#### Exercise details:
Transcribe the whole listing below without changing a word, but leave out every image.

::: The input :::

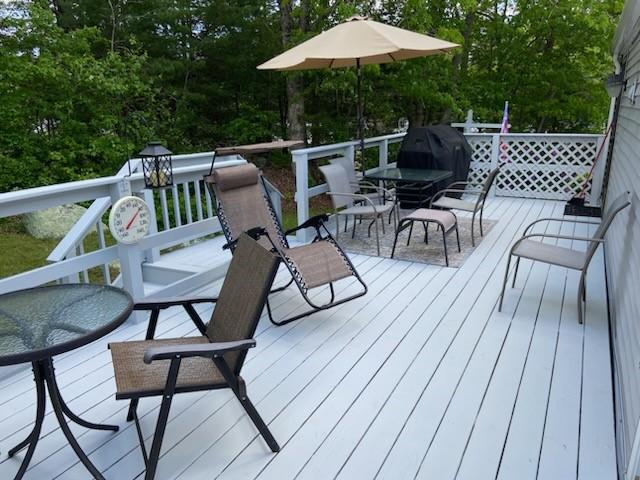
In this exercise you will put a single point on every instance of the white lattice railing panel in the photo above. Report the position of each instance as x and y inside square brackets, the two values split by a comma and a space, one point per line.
[535, 166]
[480, 159]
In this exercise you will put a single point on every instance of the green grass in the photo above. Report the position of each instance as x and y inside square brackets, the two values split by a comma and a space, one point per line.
[21, 252]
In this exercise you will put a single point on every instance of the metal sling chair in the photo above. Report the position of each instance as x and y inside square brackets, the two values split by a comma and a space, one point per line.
[536, 250]
[242, 203]
[441, 200]
[212, 360]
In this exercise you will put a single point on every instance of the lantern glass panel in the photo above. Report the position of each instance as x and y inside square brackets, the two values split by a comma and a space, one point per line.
[158, 172]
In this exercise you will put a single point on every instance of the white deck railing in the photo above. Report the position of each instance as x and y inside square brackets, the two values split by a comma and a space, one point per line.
[535, 165]
[180, 221]
[549, 166]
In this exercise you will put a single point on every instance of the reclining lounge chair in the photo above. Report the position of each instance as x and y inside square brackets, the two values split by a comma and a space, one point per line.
[242, 204]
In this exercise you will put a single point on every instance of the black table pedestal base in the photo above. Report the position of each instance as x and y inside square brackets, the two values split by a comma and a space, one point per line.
[44, 375]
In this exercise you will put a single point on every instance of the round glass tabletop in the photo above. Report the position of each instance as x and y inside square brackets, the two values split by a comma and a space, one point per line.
[42, 322]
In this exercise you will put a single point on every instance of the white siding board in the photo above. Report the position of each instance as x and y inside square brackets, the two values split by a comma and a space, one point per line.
[622, 255]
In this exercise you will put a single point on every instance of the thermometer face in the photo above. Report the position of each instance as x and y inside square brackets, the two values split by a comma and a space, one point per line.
[129, 219]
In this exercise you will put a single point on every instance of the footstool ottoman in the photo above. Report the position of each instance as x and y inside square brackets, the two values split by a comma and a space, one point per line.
[445, 220]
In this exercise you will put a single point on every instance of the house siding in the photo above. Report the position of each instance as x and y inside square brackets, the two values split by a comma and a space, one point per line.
[623, 253]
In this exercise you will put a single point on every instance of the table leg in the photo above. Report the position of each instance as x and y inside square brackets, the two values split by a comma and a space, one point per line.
[32, 438]
[57, 405]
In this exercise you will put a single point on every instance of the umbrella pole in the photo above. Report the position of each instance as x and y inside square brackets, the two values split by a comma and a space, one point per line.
[360, 113]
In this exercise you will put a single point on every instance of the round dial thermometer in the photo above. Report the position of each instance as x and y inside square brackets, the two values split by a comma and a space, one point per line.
[129, 219]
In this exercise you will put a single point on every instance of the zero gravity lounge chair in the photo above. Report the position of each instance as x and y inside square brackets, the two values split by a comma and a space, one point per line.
[209, 361]
[242, 204]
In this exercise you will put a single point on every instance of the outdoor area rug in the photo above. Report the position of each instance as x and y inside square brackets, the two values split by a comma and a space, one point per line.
[417, 251]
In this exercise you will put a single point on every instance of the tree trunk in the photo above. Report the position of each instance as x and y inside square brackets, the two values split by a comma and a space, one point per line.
[295, 100]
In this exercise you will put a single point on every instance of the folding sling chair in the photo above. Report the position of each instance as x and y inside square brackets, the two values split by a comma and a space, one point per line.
[242, 203]
[212, 360]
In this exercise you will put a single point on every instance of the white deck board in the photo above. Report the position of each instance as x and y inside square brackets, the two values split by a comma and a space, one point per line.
[421, 378]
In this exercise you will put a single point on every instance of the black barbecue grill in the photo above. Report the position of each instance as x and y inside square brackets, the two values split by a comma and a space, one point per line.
[439, 147]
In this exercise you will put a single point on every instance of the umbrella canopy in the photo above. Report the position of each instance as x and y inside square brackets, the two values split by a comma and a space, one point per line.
[358, 41]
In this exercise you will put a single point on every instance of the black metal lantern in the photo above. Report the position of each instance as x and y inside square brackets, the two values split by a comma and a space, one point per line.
[614, 85]
[156, 165]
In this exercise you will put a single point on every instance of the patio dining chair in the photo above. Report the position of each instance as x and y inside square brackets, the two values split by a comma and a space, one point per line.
[242, 203]
[442, 201]
[348, 204]
[536, 250]
[209, 361]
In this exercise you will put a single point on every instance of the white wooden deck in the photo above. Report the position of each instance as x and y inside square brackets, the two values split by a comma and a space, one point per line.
[421, 378]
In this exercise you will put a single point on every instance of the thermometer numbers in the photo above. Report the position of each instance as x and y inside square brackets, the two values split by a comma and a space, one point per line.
[129, 220]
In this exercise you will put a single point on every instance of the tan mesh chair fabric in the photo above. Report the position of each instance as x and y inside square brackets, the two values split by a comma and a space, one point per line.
[232, 178]
[242, 297]
[548, 253]
[455, 203]
[235, 317]
[443, 217]
[245, 206]
[134, 377]
[338, 182]
[242, 205]
[318, 263]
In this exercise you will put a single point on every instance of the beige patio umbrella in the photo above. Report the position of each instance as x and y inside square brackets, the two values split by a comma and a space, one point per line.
[356, 42]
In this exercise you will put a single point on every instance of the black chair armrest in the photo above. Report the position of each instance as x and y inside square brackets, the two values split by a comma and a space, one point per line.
[316, 222]
[163, 303]
[208, 350]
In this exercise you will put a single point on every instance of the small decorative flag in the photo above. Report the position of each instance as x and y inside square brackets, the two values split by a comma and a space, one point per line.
[504, 128]
[505, 119]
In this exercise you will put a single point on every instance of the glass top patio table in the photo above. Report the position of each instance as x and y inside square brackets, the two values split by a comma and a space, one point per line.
[39, 323]
[415, 175]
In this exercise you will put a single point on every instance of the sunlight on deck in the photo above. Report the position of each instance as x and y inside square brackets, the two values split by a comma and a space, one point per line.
[421, 378]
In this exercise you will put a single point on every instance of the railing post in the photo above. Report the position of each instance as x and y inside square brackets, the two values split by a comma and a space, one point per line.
[152, 254]
[301, 163]
[495, 159]
[74, 277]
[383, 154]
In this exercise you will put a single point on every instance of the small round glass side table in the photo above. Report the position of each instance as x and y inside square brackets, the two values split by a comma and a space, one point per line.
[39, 323]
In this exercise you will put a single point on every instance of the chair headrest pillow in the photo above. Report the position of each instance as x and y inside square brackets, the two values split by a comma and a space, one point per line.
[238, 176]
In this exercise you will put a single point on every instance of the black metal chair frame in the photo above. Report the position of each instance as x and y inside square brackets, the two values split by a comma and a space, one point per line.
[175, 353]
[481, 193]
[408, 223]
[316, 222]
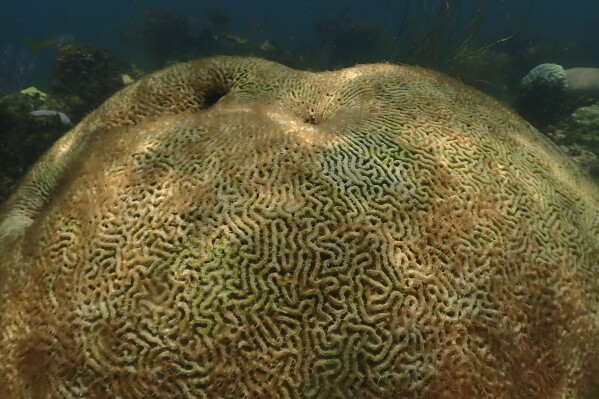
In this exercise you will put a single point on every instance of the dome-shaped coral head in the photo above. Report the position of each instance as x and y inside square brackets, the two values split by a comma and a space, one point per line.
[232, 228]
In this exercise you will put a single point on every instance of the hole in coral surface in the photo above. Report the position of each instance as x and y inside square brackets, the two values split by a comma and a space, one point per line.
[212, 96]
[310, 119]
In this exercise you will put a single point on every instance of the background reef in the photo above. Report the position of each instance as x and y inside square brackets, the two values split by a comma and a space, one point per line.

:::

#### Output for this task:
In this exercise you will put a single point on every instance of the white lattice railing panel in the photo above. Report the position of each instance as x and y inside square brackets, the two values split by a comma and a space, one point per line.
[535, 166]
[480, 159]
In this exercise you will put a single point on every instance of the green grass in the photo above. Report the position of each instance as x and y inside square brackets, the two values split by a comma and a space, one point per line.
[21, 252]
In this exercise you will put a single point on every instance of the metal sling chair in the photo above. Report the position of each instance as x and y inside square brackets, the two values split by a comma and a space, one point per line.
[536, 250]
[242, 203]
[441, 200]
[212, 360]
In this exercise you will put a single point on every instance of the lantern glass panel in the photo above. Report the position of each instance as x and y inside square brackets, the two values split by a comma and a space, one point per line.
[158, 172]
In this exercise you will put a single point on every instance of the white deck railing in the photo above. Report the position of each instance as x and y inside square brackets, the two values split by a comma and a space, one point per line.
[535, 165]
[180, 221]
[549, 166]
In this exercise you will put a single point on every instance of the reclining lounge chair in the photo above. Report the position of each instance as x and y inside square brackets, the two values split by a comma and a space, one point per line.
[242, 204]
In this exercise you will put a single point on every instance of the black table pedestal base in the photo above. Report the position of each instance as x and y inside square brackets, the two values split by a comma and a space, one point per line.
[44, 375]
In this exercise you will put a single point on every instance of the round glass tabletop in the photo above. Report the position of each instance as x and y inside square brackets, the two values split by a comma and a space, one point per line.
[42, 322]
In this exercise you will put a single point on every instance of the white siding board in the photo above. Report the position of each instance as x and y inside square brackets, the two values split by a comma and a space, one point per line.
[622, 255]
In this exercise you will put a single point on every instance of the thermometer face in the photo above. Report the position of each instance as x and y inside square brackets, the two values split by a comma and a space, one point per line.
[129, 219]
In this exercise you will put a single point on every instance of the footstool ottoman in the photo above. Report the position of each instance as x and y inside square brackets, the two values split by a comma and a space, one point per line.
[445, 220]
In this exercise you will put a single point on every instance of the house siding in the photo above. Report the position of each instance as x and y inside square brackets, the two values split by a comma and a space, one point per line.
[623, 253]
In this exercise you will put a single point on every instance of the table leg in the photo above. Report the position of each instance as x and y inside square brackets, the two values split by a comma and a space, one point per line.
[32, 438]
[57, 405]
In this exercise you will put a single point on every instance of the umbrella pole in the photo above. Report the position of each instance as x and y inside square brackets, the two values split by a comma and a space, one point per line.
[360, 113]
In this exercise you will put a single point on every instance of the round dial thermometer in the photo above. Report the position of each instance as x and y inside square brackets, the two values split by a comma and a space, one point per line.
[129, 219]
In this exercise you will put a single point on every instance of the zero gravity lounge chair in the photo above. Report the position of each instance as x and y inside square brackets, the two values split by a comma and a space, one point per line.
[209, 361]
[242, 204]
In this exercise you will put a single point on every instance of the outdoor area rug in the photo above. Report the position of each instance as x and y inside square brackets, the two values split by a comma and a space, one point per line.
[417, 251]
In this exercise you will put a single point on every instance of the tree trunk in the photo above. Report the position of each instance as x and y inside square brackets, the two values split by a comma and a space, one point per line.
[295, 100]
In this exercise you will put a single point on every instance of the folding sling chair in the photo above. Report the position of each instance as x and y inside square brackets, the two values split by a comma and a space, one point per line.
[242, 203]
[212, 360]
In this exercise you will put a single point on every instance of the white deck board in the photo above. Report the position of each instance as x and y inside square brackets, the two values split by a comma and a space, one point per line.
[421, 378]
In this exercise you will put a single point on every instance of the black barbecue grill in the photo above. Report the position of each instance as x and y inside square brackets, the two values split by a comma and a space, one point per line.
[439, 147]
In this exercise you will put a single point on every instance of the umbrella canopy in the photo above. Report the position of each instance as x and y inside square brackets, the two values split by a comma and a space, one point per line.
[358, 41]
In this exercise you will put a single point on every instance of the black metal lantern in the photo above. Report the position of each instance as x and y inside square brackets, the two values split by a comma and a space, one point per line.
[614, 85]
[156, 165]
In this exercise you will put a single point on every instance of the patio dining chair in the photo above. Report the position of each instance as x and y inside square brackets, the two values split by a comma and a space, one point per line.
[242, 203]
[442, 201]
[348, 204]
[536, 250]
[209, 361]
In this exercise you will put a single point on every instance of the white wooden deck in the photo above. Report the position of each instance as x and y inside square brackets, the two values split by a comma and a space, one point per line.
[421, 378]
In this exercise you will put a single point on every instance of the thermometer numbers in the photo above. Report the position of each instance as x and y inside square brackets, the two values split by a comma and a space, one point per line.
[129, 220]
In this exercise you will put a single point on every instance of the tan mesh chair fabric in the photo above. Report the position of each instance as x and y inside square brackets, the two values split by a comma and a space, one point per line.
[232, 178]
[242, 297]
[548, 253]
[455, 203]
[235, 317]
[443, 217]
[245, 206]
[134, 377]
[338, 182]
[242, 205]
[318, 263]
In this exercise you will put a single point on every instance of the beige patio umbrella in the photo above. Report the position of each instance as x and y inside square brackets, the two values split by a comma and a space, one point per line.
[356, 42]
In this exercise you will put a single point on every instance of the black chair armrest in the photo above. Report the position of each instance as x and y inside square brackets, the two values split by a comma and a space, one point per line.
[316, 222]
[163, 303]
[208, 350]
In this exercise you will put a single point on every instance of the small decorative flag in the photo above. Report the position of each instance as x and y inside square brackets, the two values split by a comma and a space, one point per line.
[504, 128]
[505, 119]
In this exercise you will put a single point on every instance of the glass top patio table in the photo above. Report the position of each instance as x and y inside square brackets, the two values split by a comma and a space, one point per line.
[39, 323]
[415, 175]
In this exercise you will put a single point on every instance of the sunlight on deck in the photo above. Report the position of each instance as x and y inside square brackets, the two values split by a comma and a space, one point per line.
[421, 378]
In this exercise you will put a single point on every instance of the railing post in the photo above. Report the position of each instance as x and y inside square brackets, the two values split by a comma and a space, one point per line.
[152, 254]
[301, 163]
[495, 159]
[74, 277]
[383, 154]
In this exercise you will put a single point on every instance of the small round glass side table in the photo above. Report the position of each instance as x and y inside square brackets, the two values split by a comma and a space, one point per line.
[39, 323]
In this exercise you will put a single point on every instance of the chair headrest pillow in the photo above. Report the position of each instance as x and y inside square brackets, the two values split by a comma and a space, one point per line.
[238, 176]
In this exercise you will put a single point on every instance of the black metal chair frame in the photo above. Report the position of each instance as x and y inside square brackets, the two values split by a comma and a space, one point per line.
[175, 353]
[481, 193]
[408, 223]
[316, 222]
In this exercise you will put a single point on every instance of the dome-shaped coral head in the photo above. Report the position of each instance as x and y inside square brackets, the two values split by a comma and a space, one point per line.
[232, 228]
In this exercise you will put a single point on every instance of the hole in coral surface in the photo above. Report the position of each instance as x and y inside square brackets, the two values split by a comma and a space, one point per line.
[212, 96]
[310, 119]
In this exercise you will put a single point on every instance of the background reef in the photo above. Report the position of each instance as x and y inside square brackets, the two values split by a comma and a space, one point per line.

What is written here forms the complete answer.